* [EXCERPT]:
================================

You just get one blogger this week... Wait! Don't let the title scare you. He's fine, he's just busy, so he left me to my own devices. I chose to take the chance to tell you how I'm really feeling, right now.
Thank you for being here.

Her Take:

Hi Friend. I hope you don’t mind the heavy ones because even as I’m just hitting the first key strokes I can tell you that this feels like it’s going to be heavy. If you do mind, I understand, and that’s ok. But can you stick with me at least until you know why I feel like it has to be that way? That would make this feel so much better. 

I don’t handle death well, I guess. At least that’s a thing I’ve heard has been said about me. 
And, ok. It might be true. Or! Or-or-or-or-or maybe, just maybe, I’m a rare and unusual person who deals with it EXACTLY the right way and that other person is wrong. Right? I’m just saying it’s possible. 

Either way, here’s what’s going on: last Thursday morning I was sitting at work and realized that I had forgotten to message my kids and arrange things to make sure everyone was going to be on time, properly dressed, and ready to go for my Aunt’s funeral. I sent that message, the details of it aren’t that important, from the chair behind my desk in the office where I work, and then I sat starting at the screen for a full minute or more. Not moving, just lost. 

You see, I had found out about my Aunt passing two weeks earlier in that same office and was walking down the hall, fresh from lunch, the next day when I learned when the funeral was happening and, yes, I had thought about it … about her really… in the days since but that was the first time I had stopped to think. The very next day we were going to say goodbye and I had to be there, and do that. 

And don’t let me get it twisted, ok? My Aunt and I were not that close, so I’m really afraid you’ll get the wrong idea here and offer sympathies that I don’t deserve. She was a complicated person to me, a person that I didn’t fully understand, and her relationship with my Mother, her sister, was as complicated as the relationship between siblings maybe should be. It was her example, in fact, that gave my Mother the chance to demonstrate one of her most important lessons: that you love the people in your family, even when it’s hard to understand them.

================================

* [EXCERPTED DATA]:
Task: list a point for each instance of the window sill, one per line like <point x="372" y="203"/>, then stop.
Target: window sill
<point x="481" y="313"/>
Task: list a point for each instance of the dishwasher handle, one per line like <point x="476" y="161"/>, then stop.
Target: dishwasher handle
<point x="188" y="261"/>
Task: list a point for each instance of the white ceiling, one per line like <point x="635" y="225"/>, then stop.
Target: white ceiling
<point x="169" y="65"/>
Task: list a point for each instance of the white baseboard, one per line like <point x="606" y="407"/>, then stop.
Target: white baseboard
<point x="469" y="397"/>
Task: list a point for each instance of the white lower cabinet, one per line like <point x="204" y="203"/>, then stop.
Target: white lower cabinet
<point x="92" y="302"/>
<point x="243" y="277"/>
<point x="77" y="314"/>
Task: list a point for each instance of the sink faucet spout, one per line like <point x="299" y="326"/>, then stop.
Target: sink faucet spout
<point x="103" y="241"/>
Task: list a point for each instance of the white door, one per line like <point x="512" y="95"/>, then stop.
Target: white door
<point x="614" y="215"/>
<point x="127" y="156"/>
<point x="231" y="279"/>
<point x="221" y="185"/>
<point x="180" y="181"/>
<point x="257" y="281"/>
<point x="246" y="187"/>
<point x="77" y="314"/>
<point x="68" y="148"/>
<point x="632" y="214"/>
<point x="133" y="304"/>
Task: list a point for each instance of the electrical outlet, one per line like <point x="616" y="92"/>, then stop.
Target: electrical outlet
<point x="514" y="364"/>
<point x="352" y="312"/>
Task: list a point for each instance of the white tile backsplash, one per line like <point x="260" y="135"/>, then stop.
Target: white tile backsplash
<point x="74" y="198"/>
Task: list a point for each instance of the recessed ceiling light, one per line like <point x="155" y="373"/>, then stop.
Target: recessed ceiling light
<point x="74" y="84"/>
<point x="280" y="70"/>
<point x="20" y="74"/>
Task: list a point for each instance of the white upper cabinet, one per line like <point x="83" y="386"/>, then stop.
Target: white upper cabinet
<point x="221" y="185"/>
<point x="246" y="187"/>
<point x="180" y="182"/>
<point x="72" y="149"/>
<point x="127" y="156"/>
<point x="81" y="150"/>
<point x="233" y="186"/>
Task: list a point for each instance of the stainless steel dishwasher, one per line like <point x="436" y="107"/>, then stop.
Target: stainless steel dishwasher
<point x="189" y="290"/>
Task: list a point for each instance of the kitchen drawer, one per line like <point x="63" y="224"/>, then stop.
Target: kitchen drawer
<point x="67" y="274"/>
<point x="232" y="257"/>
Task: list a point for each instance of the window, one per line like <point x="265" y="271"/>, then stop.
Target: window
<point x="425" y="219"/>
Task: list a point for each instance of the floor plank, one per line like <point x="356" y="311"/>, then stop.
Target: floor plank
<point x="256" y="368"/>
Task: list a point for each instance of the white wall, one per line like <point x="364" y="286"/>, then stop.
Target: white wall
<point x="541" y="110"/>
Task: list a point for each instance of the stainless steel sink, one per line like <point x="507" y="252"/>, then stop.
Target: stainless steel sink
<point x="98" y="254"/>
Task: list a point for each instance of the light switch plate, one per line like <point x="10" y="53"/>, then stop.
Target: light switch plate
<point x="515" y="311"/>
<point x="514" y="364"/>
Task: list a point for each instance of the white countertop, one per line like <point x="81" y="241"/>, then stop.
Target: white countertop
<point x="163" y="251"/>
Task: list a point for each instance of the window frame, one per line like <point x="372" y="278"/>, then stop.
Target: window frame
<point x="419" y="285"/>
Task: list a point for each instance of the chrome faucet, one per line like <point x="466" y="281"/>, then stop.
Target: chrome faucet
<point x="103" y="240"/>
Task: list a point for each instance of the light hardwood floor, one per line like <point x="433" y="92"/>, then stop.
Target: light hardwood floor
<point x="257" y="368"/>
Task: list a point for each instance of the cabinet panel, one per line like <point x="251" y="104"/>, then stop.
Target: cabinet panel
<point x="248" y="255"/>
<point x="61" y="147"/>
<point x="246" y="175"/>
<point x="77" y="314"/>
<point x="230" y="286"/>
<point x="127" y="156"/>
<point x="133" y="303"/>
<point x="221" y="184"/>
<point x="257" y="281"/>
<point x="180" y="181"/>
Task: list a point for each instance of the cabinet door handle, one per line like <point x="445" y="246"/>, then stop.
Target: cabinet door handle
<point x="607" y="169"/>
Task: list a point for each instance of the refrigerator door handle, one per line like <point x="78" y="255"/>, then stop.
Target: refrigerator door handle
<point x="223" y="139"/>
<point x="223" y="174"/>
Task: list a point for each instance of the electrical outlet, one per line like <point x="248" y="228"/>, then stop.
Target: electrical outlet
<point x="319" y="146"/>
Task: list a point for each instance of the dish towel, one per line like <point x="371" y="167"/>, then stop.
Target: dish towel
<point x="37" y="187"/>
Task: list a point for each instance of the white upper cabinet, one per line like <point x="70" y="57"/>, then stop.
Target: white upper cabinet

================================

* [PROBLEM TO WORK ON]: In the blog post, where was the writer when they found out about their Aunt passing? The records play no part here.

* [EXPECTED ANSWER]: In the office where the writer works.